■ **Source document**:
=== Section Start ===

What is a subscription-based model?
Instead of a one-off purchase of a product, the consumer or organisation pays a certain amount per month for a product or service. This can range from a vegetable box, to furniture, cars or in our case, IT services. For the consumer, this is advantageous due to the efficiency and automatic payments. On the other hand, it is advantageous for organisations because it gives them more insight into their costs and it frees up their staff. Through subscriptions, both organisations and consumers are entering a phase where access to near-limitless resources is a new reality and can be paid for as needed.
Our purchasing behaviour has changed tremendously over the years, as we rely more than ever on a subscription-based model. Traditionally, we focus on a linear model of demand and purchase, but the sharing economy is booming like never before, both in B2B and B2C. Many organisations are switching from traditional CAPEX to OPEX. Why is this happening now? There are several reasons.
Why are we switching on a massive scale to a subscription-based model?
1. The pandemic changed people’s purchasing behaviour
The subscription economy has grown nearly six times over the last nine years (over 435%) and the uptick is expected to continue1. What impacted the shift? Digitisation has accelerated enormously due to the pandemic and has also greatly influenced the shift to a subscription-based model. As stores closed due to the multiple lockdowns, businesses and consumers were seeking more flexible and convenient ways to sell and purchase goods and services2. This shift is fuelling a subscription economy that’s on pace to reach $1.5 trillion by 2025, according to a report by UBS titled Investing in Digital Subscriptions.
2. Switch in generations | Ownership vs Usership
All generations have different needs and desires. Last year, the oldest Millennial turned 40. Millennials are no longer "the new generation on the work floor", they have been in the labour market for a long time and have secured positions in management. This generation doesn't care about owning products, they prefer to have access to a resource with unlimited products or services3. For example, why would you buy a car when you can lease one and have access to different services?
3. Subscription-based models ensure ease of mind
Let’s dive a bit deeper into the example of the car: if someone opts for a car lease, he no longer must worry about the costs of maintaining a car, because it is all covered in his monthly payment. Is it time for a small maintenance visit? Fine, you can just make an appointment and go to your local dealer. You continue to pay your monthly fee and you are good to go.
Many organisations are leasing their company cars, why not apply this to other areas? If your IT team doesn’t have to take care of the purchase and maintenance of hardware, it frees up their time and they will be able to focus on bigger projects. We can help your IT team with Device as a Service.
4. Subscription-based models provide predictability in costs
Subscriptions not only create convenience and stability, but they also make your costs predictable. Because of the recurring payments, your expenses become more transparent, which in return leads to better financial management. Therefore, more and more organisations are switching to a subscription-based model. Today’s subscription is one of the most dominant monetisation models (36%)4.
DAAS, a subscription-based model at Bechtle
Bechtle offers Device as a Service, where your organisation pays for a fixed amount per month for compute and/or mobile devices. The monthly fee includes IT lifecycle services such as swap, data wiping, reverse services, and desk-to-desk support. Devices are delivered ready-to-use, and device management is taken care of for you. This frees up time and ensures your colleagues are always working with the most reliable devices.

=== Section End ===

■ **Extracted records**:
=== Section Start ===

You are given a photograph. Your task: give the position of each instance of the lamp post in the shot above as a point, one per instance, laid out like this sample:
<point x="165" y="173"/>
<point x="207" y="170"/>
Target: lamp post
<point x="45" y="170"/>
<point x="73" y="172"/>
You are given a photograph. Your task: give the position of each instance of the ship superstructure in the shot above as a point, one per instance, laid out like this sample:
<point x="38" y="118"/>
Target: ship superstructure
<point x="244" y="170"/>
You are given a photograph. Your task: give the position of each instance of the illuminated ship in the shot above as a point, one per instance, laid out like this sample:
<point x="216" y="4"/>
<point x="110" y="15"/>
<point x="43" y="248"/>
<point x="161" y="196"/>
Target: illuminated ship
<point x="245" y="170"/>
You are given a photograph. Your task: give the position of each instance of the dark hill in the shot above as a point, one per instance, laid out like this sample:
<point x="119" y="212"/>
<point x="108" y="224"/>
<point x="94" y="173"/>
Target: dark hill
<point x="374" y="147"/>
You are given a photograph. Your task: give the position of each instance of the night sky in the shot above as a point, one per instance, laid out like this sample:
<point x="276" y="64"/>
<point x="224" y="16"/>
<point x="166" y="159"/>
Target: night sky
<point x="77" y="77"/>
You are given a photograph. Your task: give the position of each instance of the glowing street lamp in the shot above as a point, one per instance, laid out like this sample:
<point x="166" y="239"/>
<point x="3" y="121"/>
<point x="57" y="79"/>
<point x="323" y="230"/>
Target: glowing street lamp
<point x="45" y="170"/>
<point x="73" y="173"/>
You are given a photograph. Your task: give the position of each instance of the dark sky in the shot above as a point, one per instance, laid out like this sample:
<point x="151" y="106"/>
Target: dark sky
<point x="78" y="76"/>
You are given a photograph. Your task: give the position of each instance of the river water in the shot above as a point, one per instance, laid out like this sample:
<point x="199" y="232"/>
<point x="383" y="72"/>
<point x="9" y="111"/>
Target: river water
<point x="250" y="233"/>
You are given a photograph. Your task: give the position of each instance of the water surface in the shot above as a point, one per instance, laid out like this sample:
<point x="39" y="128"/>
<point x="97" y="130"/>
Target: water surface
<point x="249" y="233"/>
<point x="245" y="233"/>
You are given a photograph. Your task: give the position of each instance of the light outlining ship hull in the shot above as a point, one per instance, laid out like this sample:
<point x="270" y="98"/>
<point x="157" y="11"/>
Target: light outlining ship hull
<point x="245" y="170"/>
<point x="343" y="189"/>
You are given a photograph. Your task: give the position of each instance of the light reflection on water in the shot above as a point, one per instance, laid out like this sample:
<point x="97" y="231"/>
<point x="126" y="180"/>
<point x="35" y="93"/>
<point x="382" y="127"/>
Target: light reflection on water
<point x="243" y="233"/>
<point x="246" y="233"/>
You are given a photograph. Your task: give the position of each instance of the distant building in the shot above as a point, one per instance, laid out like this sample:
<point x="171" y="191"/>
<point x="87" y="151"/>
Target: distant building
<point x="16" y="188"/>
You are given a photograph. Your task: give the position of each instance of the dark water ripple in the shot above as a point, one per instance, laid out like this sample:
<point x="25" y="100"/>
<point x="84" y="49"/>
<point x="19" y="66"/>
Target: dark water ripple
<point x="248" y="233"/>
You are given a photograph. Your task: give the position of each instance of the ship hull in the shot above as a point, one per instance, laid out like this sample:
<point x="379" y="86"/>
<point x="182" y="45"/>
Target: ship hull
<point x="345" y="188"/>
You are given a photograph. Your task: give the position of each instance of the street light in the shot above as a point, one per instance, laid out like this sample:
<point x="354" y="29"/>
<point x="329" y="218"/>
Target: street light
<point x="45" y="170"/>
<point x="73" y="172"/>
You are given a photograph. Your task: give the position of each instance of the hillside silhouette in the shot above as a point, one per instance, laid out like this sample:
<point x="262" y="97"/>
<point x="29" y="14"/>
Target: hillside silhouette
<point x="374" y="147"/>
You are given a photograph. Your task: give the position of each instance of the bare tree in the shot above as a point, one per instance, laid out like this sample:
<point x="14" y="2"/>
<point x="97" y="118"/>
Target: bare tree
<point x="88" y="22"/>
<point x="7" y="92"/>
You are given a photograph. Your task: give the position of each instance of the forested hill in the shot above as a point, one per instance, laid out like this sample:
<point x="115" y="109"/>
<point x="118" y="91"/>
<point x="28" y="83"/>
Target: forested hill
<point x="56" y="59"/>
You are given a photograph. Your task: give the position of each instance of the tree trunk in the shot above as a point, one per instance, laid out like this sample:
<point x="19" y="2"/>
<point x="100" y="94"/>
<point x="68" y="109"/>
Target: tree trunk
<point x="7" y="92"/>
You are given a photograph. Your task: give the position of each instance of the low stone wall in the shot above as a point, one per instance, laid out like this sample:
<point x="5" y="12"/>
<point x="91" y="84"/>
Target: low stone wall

=== Section End ===

■ **Work instruction 1**: In the article on subscription-based models, by how much has the subscription economy grown over the last nine years?
■ **Work instruction 2**: Write out the passage of the subscription-model article between "DAAS, a subscription-based" and "most reliable devices.", inclusive.

■ **Result 1**: Nearly six times, or over 435%.

■ **Result 2**:
DAAS, a subscription-based model at Bechtle
Bechtle offers Device as a Service, where your organisation pays for a fixed amount per month for compute and/or mobile devices. The monthly fee includes IT lifecycle services such as swap, data wiping, reverse services, and desk-to-desk support. Devices are delivered ready-to-use, and device management is taken care of for you. This frees up time and ensures your colleagues are always working with the most reliable devices.